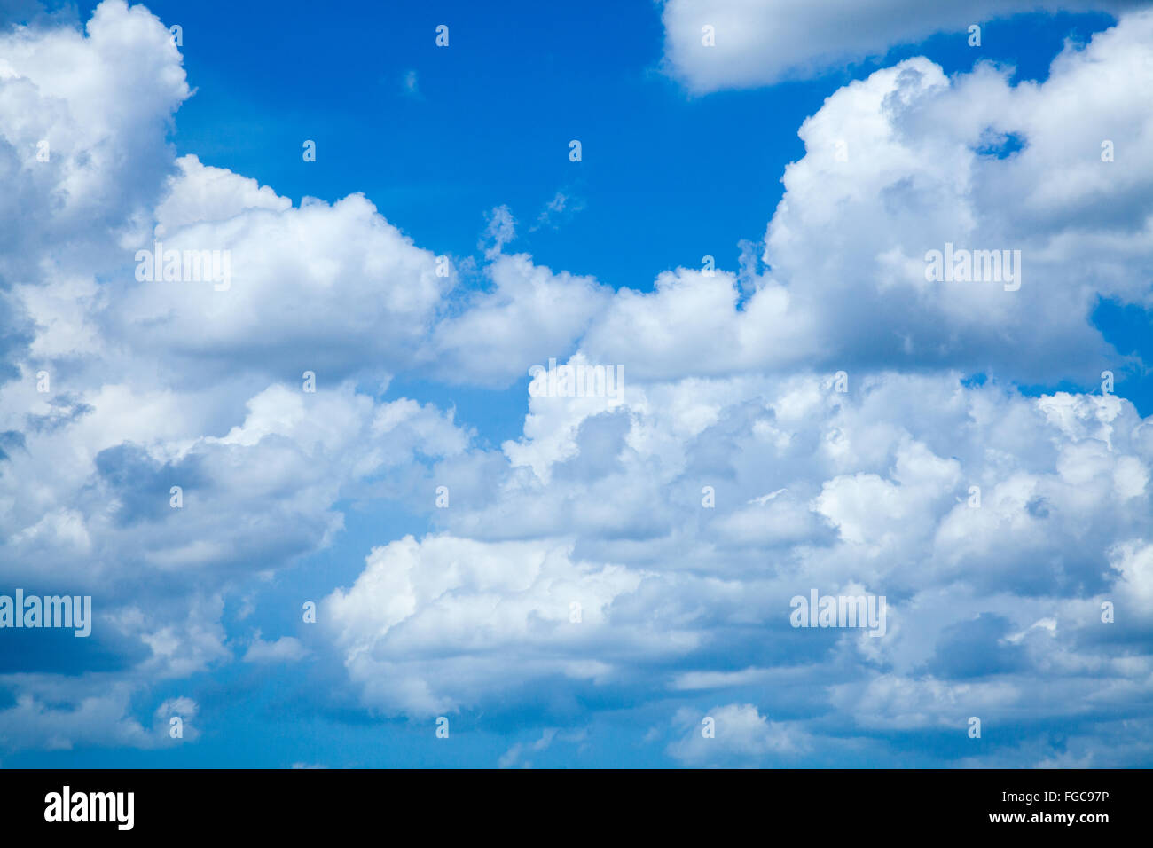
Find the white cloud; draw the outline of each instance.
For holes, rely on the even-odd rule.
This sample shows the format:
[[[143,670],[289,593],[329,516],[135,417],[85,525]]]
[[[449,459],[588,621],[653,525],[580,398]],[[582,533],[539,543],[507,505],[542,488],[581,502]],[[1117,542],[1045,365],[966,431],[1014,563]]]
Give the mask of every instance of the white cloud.
[[[1133,0],[664,0],[664,60],[672,76],[703,93],[806,78],[900,44],[951,32],[967,44],[969,27],[1023,12],[1118,12]],[[707,46],[706,27],[713,28]]]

▶ WRITTEN EXERCISE
Please put the lines above into a Markdown table with the columns "Row" and "Line", numbering the rows and skipping blank lines. Leave the pictures out.

▶ RESULT
| Row | Line |
|---|---|
| 1 | Find the white cloud; draw the outline of each instance. |
| 2 | For holes, rely on the even-odd rule. |
| 3 | This sample shows the format: |
| 4 | [[[143,670],[289,593],[329,516],[135,417],[85,525]]] |
| 5 | [[[449,459],[588,621],[653,525],[580,398]],[[582,533],[539,543],[507,505],[542,488],[581,502]],[[1117,542],[1045,365],[966,431],[1014,563]]] |
| 6 | Give the mask of every instance of the white cloud. |
| 7 | [[[1133,0],[664,0],[664,60],[672,76],[703,93],[806,78],[900,44],[951,32],[967,44],[969,27],[1023,12],[1118,12]],[[707,46],[706,27],[713,28]]] |